--- WORK INSTRUCTION ---
Quote the entries that follow exactly, leaving none out.

══════

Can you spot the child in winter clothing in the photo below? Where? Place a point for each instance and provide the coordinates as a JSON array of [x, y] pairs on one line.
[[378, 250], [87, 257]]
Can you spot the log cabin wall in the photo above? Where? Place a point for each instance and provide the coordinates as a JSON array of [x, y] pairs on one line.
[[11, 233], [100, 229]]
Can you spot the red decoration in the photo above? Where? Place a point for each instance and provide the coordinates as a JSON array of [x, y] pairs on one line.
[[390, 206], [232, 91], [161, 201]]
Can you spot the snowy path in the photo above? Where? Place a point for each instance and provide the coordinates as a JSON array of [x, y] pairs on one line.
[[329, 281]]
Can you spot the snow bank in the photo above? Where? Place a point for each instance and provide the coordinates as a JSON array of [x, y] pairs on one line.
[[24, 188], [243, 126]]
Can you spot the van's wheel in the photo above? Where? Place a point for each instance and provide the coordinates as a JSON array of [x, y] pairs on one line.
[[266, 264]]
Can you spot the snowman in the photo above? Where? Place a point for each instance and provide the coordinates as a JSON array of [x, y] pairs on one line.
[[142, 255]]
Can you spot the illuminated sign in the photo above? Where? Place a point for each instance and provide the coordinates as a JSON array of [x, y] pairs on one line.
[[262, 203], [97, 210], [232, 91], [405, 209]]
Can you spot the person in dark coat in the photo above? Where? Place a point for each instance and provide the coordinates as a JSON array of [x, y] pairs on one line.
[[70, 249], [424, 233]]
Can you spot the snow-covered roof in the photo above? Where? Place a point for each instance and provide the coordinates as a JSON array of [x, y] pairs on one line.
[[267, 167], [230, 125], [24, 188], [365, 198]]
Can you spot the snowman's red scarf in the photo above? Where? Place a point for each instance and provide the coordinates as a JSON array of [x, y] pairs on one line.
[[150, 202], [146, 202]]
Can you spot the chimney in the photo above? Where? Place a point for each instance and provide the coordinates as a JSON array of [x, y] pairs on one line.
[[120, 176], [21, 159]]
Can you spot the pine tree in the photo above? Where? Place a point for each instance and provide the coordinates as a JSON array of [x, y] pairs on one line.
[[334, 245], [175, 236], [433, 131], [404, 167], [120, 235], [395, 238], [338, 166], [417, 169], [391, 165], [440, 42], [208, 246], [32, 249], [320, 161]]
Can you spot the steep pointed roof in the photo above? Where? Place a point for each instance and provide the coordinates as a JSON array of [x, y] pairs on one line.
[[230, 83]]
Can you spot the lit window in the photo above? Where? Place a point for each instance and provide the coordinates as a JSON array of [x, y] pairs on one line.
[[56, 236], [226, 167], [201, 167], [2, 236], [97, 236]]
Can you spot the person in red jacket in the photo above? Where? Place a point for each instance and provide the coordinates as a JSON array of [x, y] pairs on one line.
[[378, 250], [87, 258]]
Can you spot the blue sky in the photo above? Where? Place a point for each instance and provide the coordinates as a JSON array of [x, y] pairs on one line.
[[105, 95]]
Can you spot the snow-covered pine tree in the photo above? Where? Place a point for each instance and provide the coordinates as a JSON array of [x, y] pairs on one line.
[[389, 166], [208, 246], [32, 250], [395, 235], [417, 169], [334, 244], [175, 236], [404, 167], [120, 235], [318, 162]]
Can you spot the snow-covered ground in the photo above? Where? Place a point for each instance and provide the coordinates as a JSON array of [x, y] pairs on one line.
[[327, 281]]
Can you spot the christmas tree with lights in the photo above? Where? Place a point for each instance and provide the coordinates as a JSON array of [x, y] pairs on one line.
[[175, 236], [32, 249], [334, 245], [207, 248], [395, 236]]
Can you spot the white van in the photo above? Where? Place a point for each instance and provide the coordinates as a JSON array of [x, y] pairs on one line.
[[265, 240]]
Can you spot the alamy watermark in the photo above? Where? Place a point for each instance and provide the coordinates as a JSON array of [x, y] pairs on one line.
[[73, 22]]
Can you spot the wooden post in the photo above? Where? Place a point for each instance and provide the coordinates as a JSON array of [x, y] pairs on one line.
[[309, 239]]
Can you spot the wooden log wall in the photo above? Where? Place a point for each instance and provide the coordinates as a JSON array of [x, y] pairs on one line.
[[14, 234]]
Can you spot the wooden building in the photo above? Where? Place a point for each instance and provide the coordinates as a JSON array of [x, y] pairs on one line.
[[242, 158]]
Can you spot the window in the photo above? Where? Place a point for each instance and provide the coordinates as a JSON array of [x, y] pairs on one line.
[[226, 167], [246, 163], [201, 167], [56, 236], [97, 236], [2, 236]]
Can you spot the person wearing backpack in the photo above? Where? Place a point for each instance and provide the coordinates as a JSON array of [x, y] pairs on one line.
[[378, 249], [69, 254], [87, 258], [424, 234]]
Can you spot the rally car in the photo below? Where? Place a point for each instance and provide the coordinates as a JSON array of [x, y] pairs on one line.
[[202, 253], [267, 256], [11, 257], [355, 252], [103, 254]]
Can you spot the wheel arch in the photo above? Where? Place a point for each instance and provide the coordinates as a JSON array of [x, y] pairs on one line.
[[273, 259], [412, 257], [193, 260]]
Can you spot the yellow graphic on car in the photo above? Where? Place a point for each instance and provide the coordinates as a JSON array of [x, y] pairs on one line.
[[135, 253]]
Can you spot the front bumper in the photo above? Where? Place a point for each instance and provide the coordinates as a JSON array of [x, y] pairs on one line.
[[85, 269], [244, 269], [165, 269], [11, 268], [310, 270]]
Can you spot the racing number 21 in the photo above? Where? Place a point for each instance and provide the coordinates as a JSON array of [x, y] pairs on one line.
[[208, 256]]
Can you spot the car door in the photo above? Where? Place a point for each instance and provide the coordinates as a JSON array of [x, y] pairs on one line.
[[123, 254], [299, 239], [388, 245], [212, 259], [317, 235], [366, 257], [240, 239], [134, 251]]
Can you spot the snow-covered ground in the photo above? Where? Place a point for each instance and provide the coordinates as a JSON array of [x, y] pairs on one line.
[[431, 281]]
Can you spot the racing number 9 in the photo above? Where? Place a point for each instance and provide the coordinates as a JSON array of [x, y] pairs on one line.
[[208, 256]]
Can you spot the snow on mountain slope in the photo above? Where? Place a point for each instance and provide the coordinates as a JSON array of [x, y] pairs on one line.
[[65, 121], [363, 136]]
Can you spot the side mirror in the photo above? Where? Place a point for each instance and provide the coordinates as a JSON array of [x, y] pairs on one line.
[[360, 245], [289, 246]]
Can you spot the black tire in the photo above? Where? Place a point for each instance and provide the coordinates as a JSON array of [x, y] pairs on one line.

══════

--- ANSWER TO THIS TASK ---
Can you spot the child in winter clothing in the photo below? Where? Place a point for each instance and provide the coordinates as a JSON array of [x, y] pairs on one line.
[[378, 250], [87, 257]]
Can you spot the log cabin wall in the photo above? Where? Place a point for each instance and provide the coordinates as a JSON array of [x, y] pairs on one line.
[[11, 233], [100, 229]]
Can you spot the red decoration in the photo above? Where? Place a point for each instance and provide the coordinates as a JSON array of [x, y] pairs on one line.
[[390, 206], [232, 91], [161, 201]]
Can you spot the snowy path in the photo above? Where? Place a point for each instance and provide the coordinates as a JSON array of [x, y] pairs on one line.
[[329, 281]]
Can you spot the snow bank in the photo above? Where? Place a point for each instance and provide the coordinates as a JSON array of [x, y] pairs on one line.
[[24, 188], [243, 126]]
Can you spot the van's wheel in the photo above? Where? Place a point for each instance and provide the coordinates as a JSON array of [x, y] pairs on one line.
[[266, 264]]
Can you spot the snowman in the photo above? Where? Place a point for each instance and provide the coordinates as a JSON array of [x, y] pairs on one line.
[[142, 255]]
Can you spot the illuminated sign in the photo above? Where? Place a point for each instance and provide the coordinates as a JSON array of [x, y] pairs on one line.
[[262, 203], [97, 210], [232, 91], [405, 209]]
Can you spot the person in dark coat in the photo above? Where? Place a point for each instance and provide the coordinates as a JSON array of [x, y] pairs on one line.
[[70, 249], [424, 233]]
Can you spot the snow-covered roof in the photo above? Where? Place a point for each instance and provide the coordinates as a JSON array of [x, y] pairs on one line.
[[267, 167], [230, 125], [24, 188], [365, 198]]
Can you spot the snowman's red scarf in the photo above? Where? Place a point for each instance and provide the coordinates as a JSON array of [x, y] pairs on one line.
[[150, 202], [146, 202]]
Can you spot the chimney in the photo above? Where? Place a point for each instance and provide the coordinates as a JSON array of [x, y] pairs on one line.
[[120, 176], [21, 159]]
Can you spot the pine tree in the photo above? Where? Place a point for each instance and provide the coordinates as a JSON array of [x, y] pairs on one line.
[[334, 245], [175, 236], [433, 131], [404, 167], [120, 235], [395, 238], [338, 166], [417, 169], [391, 165], [440, 42], [208, 246], [32, 249], [320, 161]]
Can you spot the steep pointed roof in the photo above? Where? Place a point for each instance and provide the coordinates as a JSON array of [x, y] pairs on one line.
[[230, 83]]
Can you spot the lit window in the photo above? Where? Place a point for each instance and provide the coordinates as a JSON array of [x, y] pairs on one line.
[[56, 236], [226, 167], [201, 167], [2, 236], [97, 236]]
Can you spot the person in red jacket in the photo above? Where? Place a point for each instance and provide the coordinates as a JSON array of [x, y] pairs on one line.
[[378, 250], [87, 258]]
Can you spot the blue sky in the photo above? Where? Place a point for each instance and provide the coordinates as a JSON array of [x, y] pairs on one line.
[[105, 95]]
Can you spot the snow-covered pine tree in the photo above? Where? Place a point for each instance and provide the coordinates as a JSON array of [x, y] pairs on one line.
[[389, 166], [208, 246], [32, 250], [395, 235], [417, 169], [334, 244], [175, 236], [404, 167], [120, 235], [318, 162]]
Can you spot the snow-covered ground in the photo above? Where? Place a point for each instance and provide the coordinates as a JSON array of [x, y] pairs on one line.
[[327, 281]]
Can you spot the christmas tree with lights in the photo above? Where? Place a point for each instance and provide the coordinates as a JSON array of [x, y] pairs on one line.
[[175, 236], [32, 249], [334, 245], [207, 248], [395, 236]]
Can you spot the white van in the photo above? Where? Place a point for each instance and provide the coordinates as a JSON array of [x, y] pairs on one line.
[[265, 240]]
Can you spot the alamy watermark in the photo above? Where? Place a point for each instance and provide the coordinates as a JSON array of [x, y] pairs on one line.
[[73, 22]]
Can you spot the wooden post in the photo above? Where? Place a point for each instance and provide the coordinates as a JSON array of [x, y] pairs on one line.
[[309, 239]]
Can you spot the wooden log wall in the photo above? Where? Place a point for each instance and provide the coordinates as a JSON array of [x, y] pairs on one line.
[[14, 234]]
Can you spot the wooden building in the photo above? Where? Place a point for each instance and provide the coordinates as a JSON array of [x, y] pairs on one line.
[[242, 158]]
Can you spot the window in the photo above? Where? Place a point for each instance and provide the coordinates as a JSON array of [x, y] pairs on one line.
[[226, 167], [246, 163], [201, 167], [56, 236], [97, 236], [2, 236]]
Can you spot the person wearing backpack in the photo above? Where? Place a point for each instance and provide the coordinates as a JSON array of [x, y] pairs on one line.
[[378, 249], [69, 254], [87, 258], [424, 234]]
Can you spot the rally car in the photo below? Where? Place a point for each instance and provide the coordinates as a JSON array of [x, y] pairs on one line.
[[202, 253], [267, 256], [11, 257], [355, 252], [103, 254]]
Can you spot the wheel arch in the photo above? Where? Place a point for each instance and provide the coordinates as a JSON array of [x, y] pairs on one line.
[[273, 259], [412, 257], [193, 260]]
Can you spot the yellow graphic on car in the photo above? Where? Place a point for each instance and provide the coordinates as a JSON array of [x, y] pairs on one line.
[[135, 253]]
Can you spot the front bumper in the photo above? Where? Place a point for each instance and provide the coordinates as a JSON array of [x, y] pairs on one line.
[[85, 269], [244, 269], [165, 269], [11, 268], [310, 270]]
Can you spot the racing number 21 in the photo above? Where? Place a point for each instance and provide the coordinates as a JSON array of [x, y] pairs on one line.
[[208, 256]]
Can you spot the car door in the photo above? Where? Place a point for each instance and provide the coordinates as a JSON array of [x, y] pairs on one line.
[[123, 254], [299, 239], [388, 245], [212, 259], [317, 235], [366, 257], [240, 239], [134, 251]]
Can you spot the snow-covered ground in the photo above? Where? Place a point for each instance and provide the coordinates as a JSON array of [x, y] pairs on one line.
[[431, 281]]
Can you spot the racing number 9 in the photo above? Where? Place a point for each instance and provide the coordinates as a JSON array of [x, y] pairs on one line.
[[208, 256]]
Can you spot the snow on mountain slope in the photo above? Where? Place a point for each instance and provide the coordinates as a JSON array of [x, y] pairs on one line.
[[65, 121], [363, 136]]
Can you spot the side mirror in the photo above? Where? Place a point for each instance and provide the coordinates as a JSON array of [x, y] pairs on one line.
[[360, 245], [289, 246]]
Can you spot the black tire in the photo above? Where? Place a point for each instance and provide the coordinates as a JSON array of [x, y] pairs on one line.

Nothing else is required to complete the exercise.